However, scenario ① should be moderated in the case of Cd_1−xZn_xTe. Indeed, the lower/dominant \({TO}_{Zn-Te}^{Zn}\) does not freeze on crossing the upper/minor \({TO}_{Zn-Te}^{Cd}\) at \(x<{x}_{Cd-Te,perco.}\) – while the “freezing” was observed in all earlier tested zb-SCA^21,27,28 in a similar context, i.e., Cd_1−xBe_xTe²¹, Zn_1−xBe_xTe²⁸, Zn_1−xBe_xSe^27,48, ZnSe_1−xS_x⁴⁹. Otherwise, at 5 GPa the Zn–Te ab initio signal would be reduced to \({TO}_{Zn-Te}^{Cd}\); therefore, contrary to observation (Fig. 4), it would be smaller for \(x\)=0.7 than for \(x\)=0.5, because \({TO}_{Zn-Te}^{Cd}\) strengthens with the Cd content for \(x\ge\) 0.3³¹. Hence, both \({TO}_{Zn-Te}^{Zn}\) and \({TO}_{Zn-Te}^{Cd}\) persist beyond the resonance, but, the crossing is interrupted. Otherwise, at 5 GPa \({TO}_{Zn-Te}^{Cd}\) would emerge more distinctly at \(x\)=(0.5, 0.7) than at \(x\)=(0.79, 0.83)—for the same reason as given above, contrary to observation (Fig. 4). We are led to conclude that \({TO}_{Zn-Te}^{Cd}\) and \({TO}_{Zn-Te}^{Zn}\) remain degenerate after crossing, without freezing. They form a unique \({TO}_{Zn-Te}\) mode, meaning that the Zn-Te vibrations have become “blind” to the local environment.

▶ EXERCISE GOAL: In the passage on Zn–Te vibrations in Cd₁₋ₓZnₓTe, which four earlier tested alloys showed the "freezing"? You won't need the items that follow this passage.

▶ PROVIDED RECORDS:
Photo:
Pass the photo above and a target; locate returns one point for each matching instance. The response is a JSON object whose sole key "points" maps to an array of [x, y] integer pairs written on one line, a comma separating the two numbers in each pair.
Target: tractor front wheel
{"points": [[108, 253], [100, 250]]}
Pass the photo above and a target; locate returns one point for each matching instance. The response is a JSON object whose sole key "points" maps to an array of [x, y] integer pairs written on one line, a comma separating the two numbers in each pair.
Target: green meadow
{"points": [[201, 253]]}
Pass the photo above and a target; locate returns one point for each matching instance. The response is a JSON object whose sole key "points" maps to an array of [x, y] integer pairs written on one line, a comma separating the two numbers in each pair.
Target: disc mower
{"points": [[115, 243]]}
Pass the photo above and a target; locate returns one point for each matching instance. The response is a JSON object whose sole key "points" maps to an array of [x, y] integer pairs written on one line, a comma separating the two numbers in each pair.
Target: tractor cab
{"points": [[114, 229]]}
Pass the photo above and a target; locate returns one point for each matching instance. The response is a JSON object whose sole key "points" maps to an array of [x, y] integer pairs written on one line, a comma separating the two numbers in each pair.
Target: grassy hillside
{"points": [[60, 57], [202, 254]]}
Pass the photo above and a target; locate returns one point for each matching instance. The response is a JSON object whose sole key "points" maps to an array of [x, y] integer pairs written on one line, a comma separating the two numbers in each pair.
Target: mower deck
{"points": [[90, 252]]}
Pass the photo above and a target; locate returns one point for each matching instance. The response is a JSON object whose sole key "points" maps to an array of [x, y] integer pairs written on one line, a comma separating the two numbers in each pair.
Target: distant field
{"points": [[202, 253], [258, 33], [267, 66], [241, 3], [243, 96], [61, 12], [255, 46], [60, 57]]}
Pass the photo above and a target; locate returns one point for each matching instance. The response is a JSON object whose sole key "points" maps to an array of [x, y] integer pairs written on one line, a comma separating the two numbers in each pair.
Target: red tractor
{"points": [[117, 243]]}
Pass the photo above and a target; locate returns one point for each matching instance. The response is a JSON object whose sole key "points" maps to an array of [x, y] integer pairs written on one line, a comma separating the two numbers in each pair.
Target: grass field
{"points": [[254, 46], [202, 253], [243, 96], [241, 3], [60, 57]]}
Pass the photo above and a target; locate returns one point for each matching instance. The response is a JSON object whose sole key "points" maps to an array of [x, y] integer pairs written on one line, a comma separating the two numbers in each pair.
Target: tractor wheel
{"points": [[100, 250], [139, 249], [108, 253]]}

▶ RIGHT ANSWER: Cd₁₋ₓBeₓTe, Zn₁₋ₓBeₓTe, Zn₁₋ₓBeₓSe and ZnSe₁₋ₓSₓ.